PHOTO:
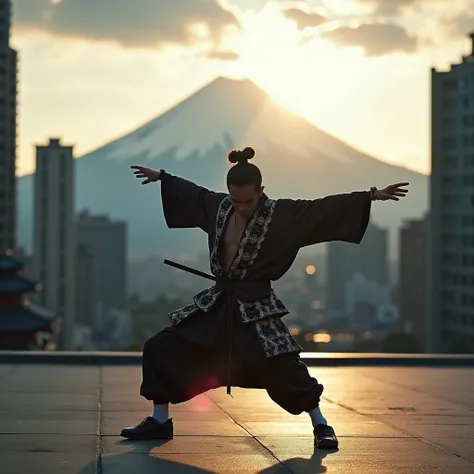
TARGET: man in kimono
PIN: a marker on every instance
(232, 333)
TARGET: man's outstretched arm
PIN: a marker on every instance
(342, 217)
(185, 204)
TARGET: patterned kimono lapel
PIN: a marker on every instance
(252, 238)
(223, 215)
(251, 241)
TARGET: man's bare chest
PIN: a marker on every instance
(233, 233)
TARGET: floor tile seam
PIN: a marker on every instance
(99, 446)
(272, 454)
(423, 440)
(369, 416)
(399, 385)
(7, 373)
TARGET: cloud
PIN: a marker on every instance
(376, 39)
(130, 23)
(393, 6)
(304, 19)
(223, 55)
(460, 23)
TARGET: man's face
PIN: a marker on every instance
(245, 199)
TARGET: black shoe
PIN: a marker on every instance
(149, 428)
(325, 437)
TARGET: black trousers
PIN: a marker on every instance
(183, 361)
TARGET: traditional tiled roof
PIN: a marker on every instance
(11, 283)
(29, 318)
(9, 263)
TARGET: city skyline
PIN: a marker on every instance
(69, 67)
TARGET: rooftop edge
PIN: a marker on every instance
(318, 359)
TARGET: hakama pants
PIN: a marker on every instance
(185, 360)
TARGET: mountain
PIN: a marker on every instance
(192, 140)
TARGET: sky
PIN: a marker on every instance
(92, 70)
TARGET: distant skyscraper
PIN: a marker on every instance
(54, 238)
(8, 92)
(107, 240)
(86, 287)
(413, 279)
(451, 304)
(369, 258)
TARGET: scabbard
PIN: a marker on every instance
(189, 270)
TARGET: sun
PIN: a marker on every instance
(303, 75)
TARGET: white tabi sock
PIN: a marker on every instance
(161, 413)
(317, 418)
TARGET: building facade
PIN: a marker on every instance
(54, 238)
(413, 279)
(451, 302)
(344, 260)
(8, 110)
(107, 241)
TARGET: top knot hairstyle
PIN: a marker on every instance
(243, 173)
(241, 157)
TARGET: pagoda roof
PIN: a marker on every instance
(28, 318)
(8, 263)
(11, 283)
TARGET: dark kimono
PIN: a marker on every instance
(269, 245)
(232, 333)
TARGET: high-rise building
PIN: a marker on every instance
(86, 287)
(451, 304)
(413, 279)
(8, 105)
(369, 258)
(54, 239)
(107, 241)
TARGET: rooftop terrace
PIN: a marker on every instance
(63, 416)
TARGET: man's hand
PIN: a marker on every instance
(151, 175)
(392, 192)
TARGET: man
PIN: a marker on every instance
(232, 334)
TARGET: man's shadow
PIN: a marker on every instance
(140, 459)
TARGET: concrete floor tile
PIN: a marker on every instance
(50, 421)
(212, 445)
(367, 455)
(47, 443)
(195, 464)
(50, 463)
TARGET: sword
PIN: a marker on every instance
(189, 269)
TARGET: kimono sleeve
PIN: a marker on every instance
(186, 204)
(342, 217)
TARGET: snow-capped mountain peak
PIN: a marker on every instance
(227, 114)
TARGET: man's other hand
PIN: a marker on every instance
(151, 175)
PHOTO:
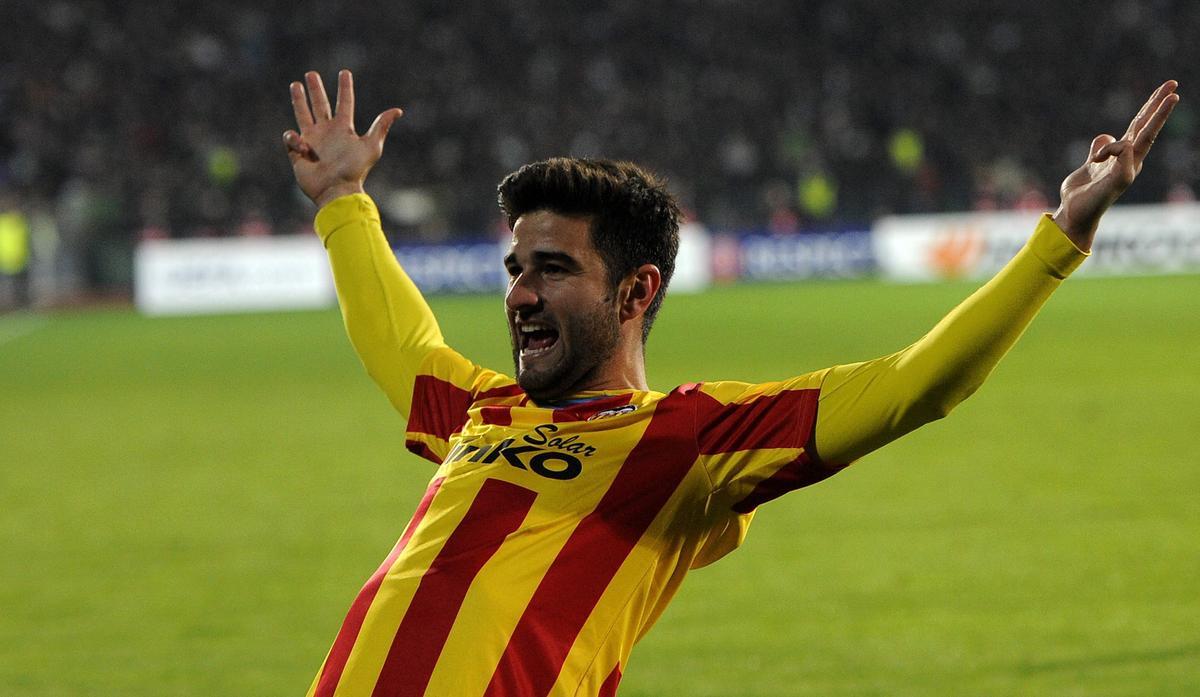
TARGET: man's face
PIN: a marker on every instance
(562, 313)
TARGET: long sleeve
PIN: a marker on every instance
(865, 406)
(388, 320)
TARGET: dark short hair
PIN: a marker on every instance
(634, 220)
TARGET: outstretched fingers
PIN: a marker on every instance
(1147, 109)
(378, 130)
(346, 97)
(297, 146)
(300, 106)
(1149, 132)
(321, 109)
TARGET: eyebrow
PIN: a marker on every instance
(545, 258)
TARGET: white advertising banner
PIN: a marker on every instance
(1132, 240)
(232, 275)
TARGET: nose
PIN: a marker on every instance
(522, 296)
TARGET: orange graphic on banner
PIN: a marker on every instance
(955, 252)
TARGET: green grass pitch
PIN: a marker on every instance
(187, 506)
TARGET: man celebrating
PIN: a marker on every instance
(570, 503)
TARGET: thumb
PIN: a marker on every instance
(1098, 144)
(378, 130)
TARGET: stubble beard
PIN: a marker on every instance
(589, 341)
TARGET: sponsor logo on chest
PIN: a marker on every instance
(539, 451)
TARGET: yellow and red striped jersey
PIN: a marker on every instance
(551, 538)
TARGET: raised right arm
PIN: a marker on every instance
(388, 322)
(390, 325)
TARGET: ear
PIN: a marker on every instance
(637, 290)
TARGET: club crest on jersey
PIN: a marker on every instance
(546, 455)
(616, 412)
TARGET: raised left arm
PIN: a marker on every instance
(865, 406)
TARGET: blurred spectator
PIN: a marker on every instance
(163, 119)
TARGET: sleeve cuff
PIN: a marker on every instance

SHORT TASK:
Retype the whole listing, keeping every line identical and omitting all pictures.

SOLUTION BELOW:
PHOTO:
TARGET: man in kimono
PIN: a marker on every instance
(232, 333)
TARGET: man's outstretched arm
PIN: a marker on every instance
(342, 217)
(185, 204)
TARGET: patterned kimono lapel
PIN: a marker on every instance
(252, 238)
(223, 215)
(251, 241)
TARGET: man's bare chest
PIN: a marker on every instance
(233, 233)
TARGET: floor tile seam
PIN: a marker on every instance
(99, 446)
(272, 454)
(423, 440)
(369, 416)
(399, 385)
(7, 373)
TARGET: cloud
PIN: a marker on every instance
(376, 39)
(130, 23)
(393, 6)
(304, 19)
(223, 55)
(460, 23)
TARGET: man's face
PIN: a marker on every instance
(245, 199)
TARGET: black shoe
PIN: a marker on every instance
(149, 428)
(325, 437)
TARGET: black trousers
PIN: a marker on every instance
(183, 361)
TARGET: traditional tiled roof
PIN: a marker on every instance
(11, 283)
(29, 318)
(9, 263)
TARGET: city skyline
PIN: a marker on every instance
(69, 67)
TARGET: rooftop edge
PIN: a marker on every instance
(318, 359)
TARGET: hakama pants
PIN: a marker on every instance
(185, 360)
TARGET: mountain
PIN: a marker on every instance
(192, 140)
TARGET: sky
PIN: a marker on every instance
(92, 70)
TARGET: distant skyscraper
PIN: a marker on every instance
(54, 238)
(8, 92)
(107, 240)
(86, 287)
(413, 279)
(451, 304)
(369, 258)
TARGET: scabbard
PIN: a marker on every instance
(189, 270)
TARGET: sun
PIN: a marker on every instance
(303, 75)
TARGET: white tabi sock
PIN: a marker on every instance
(161, 413)
(317, 418)
TARGET: building facade
PIN: a marker on every instance
(54, 238)
(413, 279)
(451, 302)
(344, 260)
(8, 110)
(107, 241)
TARGET: top knot hairstyle
PIN: a marker on every instance
(243, 173)
(241, 157)
TARGET: pagoda roof
PIN: a marker on every instance
(28, 318)
(8, 263)
(11, 283)
TARGET: dark kimono
PIN: a marker on every instance
(269, 245)
(232, 333)
TARGET: high-rise building
PIN: a marker on every instance
(86, 287)
(451, 304)
(413, 279)
(8, 105)
(369, 258)
(54, 239)
(107, 241)
TARGET: rooftop terrace
PIN: a marker on every instance
(63, 416)
TARGET: man's hand
PIN: a marker on every instance
(151, 175)
(392, 192)
TARGET: man
PIN: a marker on every instance
(232, 334)
TARGET: man's shadow
PIN: a marker on every instance
(140, 459)
TARGET: concrete floor tile
PIN: a marker on every instance
(50, 421)
(212, 445)
(367, 455)
(47, 443)
(195, 464)
(50, 463)
TARGET: sword
PIN: a marker on every instance
(189, 269)
TARGET: kimono sleeve
PIN: a marker on every instance
(186, 204)
(342, 217)
TARGET: snow-capped mountain peak
PIN: a marker on every instance
(227, 114)
TARGET: man's other hand
PIN: a marker on every instance
(151, 175)
PHOTO:
TARGET: man's face
PIN: a marker on every instance
(562, 313)
TARGET: long sleeve
PIN: a marker on every instance
(865, 406)
(388, 320)
TARGET: dark short hair
PIN: a marker on every instance
(634, 220)
TARGET: outstretched fingers
PIN: a marker on every instance
(1147, 109)
(378, 130)
(346, 97)
(297, 146)
(300, 106)
(1149, 132)
(321, 109)
TARGET: eyebrow
PIN: a marker on every instance
(545, 258)
TARGET: white advertising banner
PIN: a marker on every instance
(1132, 240)
(232, 275)
TARGET: nose
PIN: a marker on every instance
(522, 296)
TARGET: orange graphic on banner
PIN: a marker on every instance
(955, 252)
TARGET: green grass pitch
PIN: a marker on every instance
(187, 506)
TARGET: man celebrating
PIN: a marker on every instance
(570, 503)
TARGET: thumb
PIN: a marker on every instance
(1098, 144)
(378, 130)
TARGET: stubble beard
PIN: a marker on every instance
(589, 341)
TARGET: sponsor logo on chest
PIN: a marker on every instance
(539, 451)
TARGET: yellow and red striped jersey
PIN: a marker on every instance
(551, 538)
TARGET: raised right arm
PIN: a marker on every instance
(388, 322)
(390, 325)
TARGET: ear
PIN: a marker on every instance
(637, 290)
TARGET: club crest on jersey
PIN: a marker on every instance
(546, 455)
(616, 412)
TARGET: raised left arm
PIN: a marker on every instance
(865, 406)
TARGET: blurred spectator
PIN: a marker on every instance
(163, 119)
TARGET: sleeve cuff
PIN: a marker on every instance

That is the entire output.